-- Start of Data records --

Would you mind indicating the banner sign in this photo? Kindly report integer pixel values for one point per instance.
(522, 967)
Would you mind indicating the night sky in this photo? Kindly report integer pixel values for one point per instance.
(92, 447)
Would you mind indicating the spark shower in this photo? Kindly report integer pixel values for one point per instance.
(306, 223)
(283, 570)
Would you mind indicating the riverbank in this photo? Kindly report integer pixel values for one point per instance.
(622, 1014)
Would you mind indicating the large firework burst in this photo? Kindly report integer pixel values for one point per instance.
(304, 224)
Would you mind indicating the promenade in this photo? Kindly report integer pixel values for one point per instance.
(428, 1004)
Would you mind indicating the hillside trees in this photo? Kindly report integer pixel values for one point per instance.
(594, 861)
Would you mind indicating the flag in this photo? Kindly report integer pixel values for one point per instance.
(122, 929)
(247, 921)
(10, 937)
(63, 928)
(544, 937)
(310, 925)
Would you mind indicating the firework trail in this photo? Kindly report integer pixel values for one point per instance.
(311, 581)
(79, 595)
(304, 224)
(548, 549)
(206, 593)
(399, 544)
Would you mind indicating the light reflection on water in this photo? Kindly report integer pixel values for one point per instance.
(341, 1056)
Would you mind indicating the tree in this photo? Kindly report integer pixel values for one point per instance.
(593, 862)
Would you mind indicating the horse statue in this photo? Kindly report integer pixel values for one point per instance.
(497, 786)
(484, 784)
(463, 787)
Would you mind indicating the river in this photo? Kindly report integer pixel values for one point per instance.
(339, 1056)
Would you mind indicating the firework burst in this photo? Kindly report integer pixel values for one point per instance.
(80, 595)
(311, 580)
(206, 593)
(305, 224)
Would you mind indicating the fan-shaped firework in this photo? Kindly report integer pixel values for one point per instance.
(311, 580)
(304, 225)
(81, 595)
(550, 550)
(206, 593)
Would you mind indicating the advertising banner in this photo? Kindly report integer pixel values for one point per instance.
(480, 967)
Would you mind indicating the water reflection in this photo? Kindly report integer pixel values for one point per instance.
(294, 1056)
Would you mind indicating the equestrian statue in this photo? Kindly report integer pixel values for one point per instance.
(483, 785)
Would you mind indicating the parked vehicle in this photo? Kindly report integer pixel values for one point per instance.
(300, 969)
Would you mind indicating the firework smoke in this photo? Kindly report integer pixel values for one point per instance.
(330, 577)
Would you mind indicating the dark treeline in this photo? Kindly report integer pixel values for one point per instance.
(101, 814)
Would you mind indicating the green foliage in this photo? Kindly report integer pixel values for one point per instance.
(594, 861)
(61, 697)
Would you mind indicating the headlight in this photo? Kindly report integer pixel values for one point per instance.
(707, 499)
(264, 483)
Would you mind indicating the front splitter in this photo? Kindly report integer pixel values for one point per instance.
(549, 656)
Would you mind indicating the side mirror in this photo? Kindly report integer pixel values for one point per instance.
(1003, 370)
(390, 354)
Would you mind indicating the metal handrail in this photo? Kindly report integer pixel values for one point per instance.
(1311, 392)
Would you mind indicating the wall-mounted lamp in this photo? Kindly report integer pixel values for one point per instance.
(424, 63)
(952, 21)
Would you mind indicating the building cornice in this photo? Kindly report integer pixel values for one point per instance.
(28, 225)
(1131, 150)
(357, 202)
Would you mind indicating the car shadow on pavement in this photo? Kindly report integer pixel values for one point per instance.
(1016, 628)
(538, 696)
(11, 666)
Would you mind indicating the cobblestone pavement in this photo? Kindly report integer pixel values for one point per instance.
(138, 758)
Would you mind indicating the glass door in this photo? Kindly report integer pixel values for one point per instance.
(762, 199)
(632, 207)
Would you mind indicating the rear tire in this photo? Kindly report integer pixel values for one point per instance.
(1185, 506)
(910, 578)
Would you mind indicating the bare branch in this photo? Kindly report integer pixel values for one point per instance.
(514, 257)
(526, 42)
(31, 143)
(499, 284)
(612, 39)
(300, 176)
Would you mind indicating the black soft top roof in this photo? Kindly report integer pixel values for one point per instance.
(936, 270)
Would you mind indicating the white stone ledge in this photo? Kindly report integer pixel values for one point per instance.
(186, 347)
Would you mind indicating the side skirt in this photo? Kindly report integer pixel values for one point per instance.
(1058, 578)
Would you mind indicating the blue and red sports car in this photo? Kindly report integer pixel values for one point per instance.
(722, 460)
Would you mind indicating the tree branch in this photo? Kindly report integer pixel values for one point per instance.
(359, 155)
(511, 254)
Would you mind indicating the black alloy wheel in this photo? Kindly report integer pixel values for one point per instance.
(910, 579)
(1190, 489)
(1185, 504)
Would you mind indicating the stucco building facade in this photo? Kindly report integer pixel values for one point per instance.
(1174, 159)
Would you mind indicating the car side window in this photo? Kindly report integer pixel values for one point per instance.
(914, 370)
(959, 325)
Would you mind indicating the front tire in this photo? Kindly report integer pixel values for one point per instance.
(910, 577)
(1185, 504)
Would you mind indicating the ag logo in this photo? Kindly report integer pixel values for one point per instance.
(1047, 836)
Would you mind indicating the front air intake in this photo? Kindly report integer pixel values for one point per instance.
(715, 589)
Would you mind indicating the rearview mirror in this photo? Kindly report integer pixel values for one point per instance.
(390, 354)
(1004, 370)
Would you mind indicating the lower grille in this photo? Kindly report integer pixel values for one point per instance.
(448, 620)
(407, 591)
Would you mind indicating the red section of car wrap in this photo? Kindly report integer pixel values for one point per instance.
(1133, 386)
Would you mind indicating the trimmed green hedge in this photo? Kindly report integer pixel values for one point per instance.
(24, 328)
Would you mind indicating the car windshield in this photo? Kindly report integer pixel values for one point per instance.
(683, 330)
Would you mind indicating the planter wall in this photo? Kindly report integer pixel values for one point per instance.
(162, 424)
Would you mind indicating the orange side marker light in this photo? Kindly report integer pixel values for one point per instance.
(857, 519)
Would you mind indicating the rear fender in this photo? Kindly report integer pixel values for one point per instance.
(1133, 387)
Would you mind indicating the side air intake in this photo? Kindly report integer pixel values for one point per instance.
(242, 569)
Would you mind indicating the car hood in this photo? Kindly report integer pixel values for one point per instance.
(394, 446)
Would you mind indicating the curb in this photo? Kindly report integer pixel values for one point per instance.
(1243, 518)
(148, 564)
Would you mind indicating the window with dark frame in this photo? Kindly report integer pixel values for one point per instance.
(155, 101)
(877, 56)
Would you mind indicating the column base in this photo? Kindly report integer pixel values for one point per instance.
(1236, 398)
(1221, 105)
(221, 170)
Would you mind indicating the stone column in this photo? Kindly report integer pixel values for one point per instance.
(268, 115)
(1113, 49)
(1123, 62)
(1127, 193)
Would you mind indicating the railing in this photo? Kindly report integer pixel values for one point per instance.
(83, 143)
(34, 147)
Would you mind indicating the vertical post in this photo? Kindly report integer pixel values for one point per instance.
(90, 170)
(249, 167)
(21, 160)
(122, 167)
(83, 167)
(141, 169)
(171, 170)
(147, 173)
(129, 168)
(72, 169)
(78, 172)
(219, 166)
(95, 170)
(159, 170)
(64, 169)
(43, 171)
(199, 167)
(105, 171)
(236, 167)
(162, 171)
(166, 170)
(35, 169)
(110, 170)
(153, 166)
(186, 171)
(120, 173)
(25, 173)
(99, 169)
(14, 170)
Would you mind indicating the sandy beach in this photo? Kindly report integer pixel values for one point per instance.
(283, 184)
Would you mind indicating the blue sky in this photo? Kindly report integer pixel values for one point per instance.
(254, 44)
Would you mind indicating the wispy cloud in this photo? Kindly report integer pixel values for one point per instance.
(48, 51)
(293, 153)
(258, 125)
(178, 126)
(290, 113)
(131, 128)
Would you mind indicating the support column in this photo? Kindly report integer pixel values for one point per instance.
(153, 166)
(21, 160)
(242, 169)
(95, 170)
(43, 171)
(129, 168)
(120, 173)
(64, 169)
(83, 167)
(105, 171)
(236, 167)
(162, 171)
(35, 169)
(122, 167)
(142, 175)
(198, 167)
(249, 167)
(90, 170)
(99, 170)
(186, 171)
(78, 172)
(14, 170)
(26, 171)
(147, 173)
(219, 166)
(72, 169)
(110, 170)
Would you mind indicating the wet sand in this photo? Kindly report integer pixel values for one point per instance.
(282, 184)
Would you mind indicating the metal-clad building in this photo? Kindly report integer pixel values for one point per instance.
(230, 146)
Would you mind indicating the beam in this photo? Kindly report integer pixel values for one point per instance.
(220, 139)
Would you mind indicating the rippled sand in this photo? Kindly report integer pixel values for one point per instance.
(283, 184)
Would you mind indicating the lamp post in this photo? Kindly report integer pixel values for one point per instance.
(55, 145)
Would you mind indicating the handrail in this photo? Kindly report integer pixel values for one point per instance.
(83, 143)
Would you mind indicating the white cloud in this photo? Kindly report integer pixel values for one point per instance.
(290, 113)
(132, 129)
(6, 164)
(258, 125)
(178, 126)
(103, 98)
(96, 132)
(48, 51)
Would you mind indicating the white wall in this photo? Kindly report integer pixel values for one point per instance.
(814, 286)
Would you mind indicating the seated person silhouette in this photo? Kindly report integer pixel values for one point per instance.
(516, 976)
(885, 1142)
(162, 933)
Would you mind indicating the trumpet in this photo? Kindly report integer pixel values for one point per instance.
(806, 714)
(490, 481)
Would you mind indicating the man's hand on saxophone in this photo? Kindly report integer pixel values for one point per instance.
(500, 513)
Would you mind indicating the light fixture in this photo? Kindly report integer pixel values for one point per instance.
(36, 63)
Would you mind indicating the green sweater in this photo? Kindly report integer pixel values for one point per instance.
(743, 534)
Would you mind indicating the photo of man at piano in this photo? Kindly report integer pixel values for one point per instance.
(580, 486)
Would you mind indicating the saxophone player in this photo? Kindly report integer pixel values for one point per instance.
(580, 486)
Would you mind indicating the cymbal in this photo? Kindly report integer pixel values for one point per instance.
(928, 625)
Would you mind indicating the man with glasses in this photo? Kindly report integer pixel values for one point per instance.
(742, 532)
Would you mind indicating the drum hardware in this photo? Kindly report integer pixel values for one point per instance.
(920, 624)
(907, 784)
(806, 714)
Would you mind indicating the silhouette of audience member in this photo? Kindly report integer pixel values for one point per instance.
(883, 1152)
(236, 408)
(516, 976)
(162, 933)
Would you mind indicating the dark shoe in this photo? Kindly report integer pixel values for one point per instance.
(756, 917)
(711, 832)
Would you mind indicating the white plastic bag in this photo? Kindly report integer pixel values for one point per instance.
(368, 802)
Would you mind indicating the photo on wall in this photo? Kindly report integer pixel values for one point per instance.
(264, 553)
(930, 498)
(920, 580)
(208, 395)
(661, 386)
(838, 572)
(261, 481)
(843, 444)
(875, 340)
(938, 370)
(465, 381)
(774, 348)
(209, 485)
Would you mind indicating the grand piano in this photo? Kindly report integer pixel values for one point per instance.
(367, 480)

-- End of Data records --

- Stated goal -
In the entries above, take the line containing "Would you mind indicating the photo of" and each later line through the last, and repeat them exactly. Output nothing else.

- Task solution -
Would you mind indicating the photo of man at piano in this photo? Kindly report integer pixel values for one point per instance.
(580, 486)
Would you mind indicating the saxophone player in this photo? Kindly report integer pixel values for one point per instance.
(580, 486)
Would you mind indicating the cymbal in this photo? Kindly report integer pixel values for one point per instance.
(928, 625)
Would you mind indicating the man with glasses in this photo? Kindly report integer pixel values for one point per instance.
(742, 532)
Would you mind indicating the drum hardware in this photo? Kindly report integer pixel values for one point per instance.
(920, 624)
(907, 784)
(806, 714)
Would you mind indicating the silhouette of audience member in this photo? Kindly report integer pixel values for one point per instance.
(883, 1152)
(236, 408)
(516, 976)
(162, 933)
Would you mind indicating the dark shoe in this photo? Kindly report integer pixel values for one point per instance.
(756, 917)
(711, 832)
Would you mind indicating the white plastic bag in this photo? Kindly report integer pixel values for one point per instance.
(368, 802)
Would you mind indicating the photo on wall in this photo? Kindly report integer pixel values for one point per instance.
(264, 553)
(930, 498)
(920, 580)
(208, 395)
(661, 386)
(838, 572)
(261, 481)
(843, 444)
(875, 340)
(938, 370)
(465, 381)
(774, 348)
(209, 485)
Would you mind indicating the grand piano in this photo? Kindly report integer pixel values for one point per instance.
(367, 480)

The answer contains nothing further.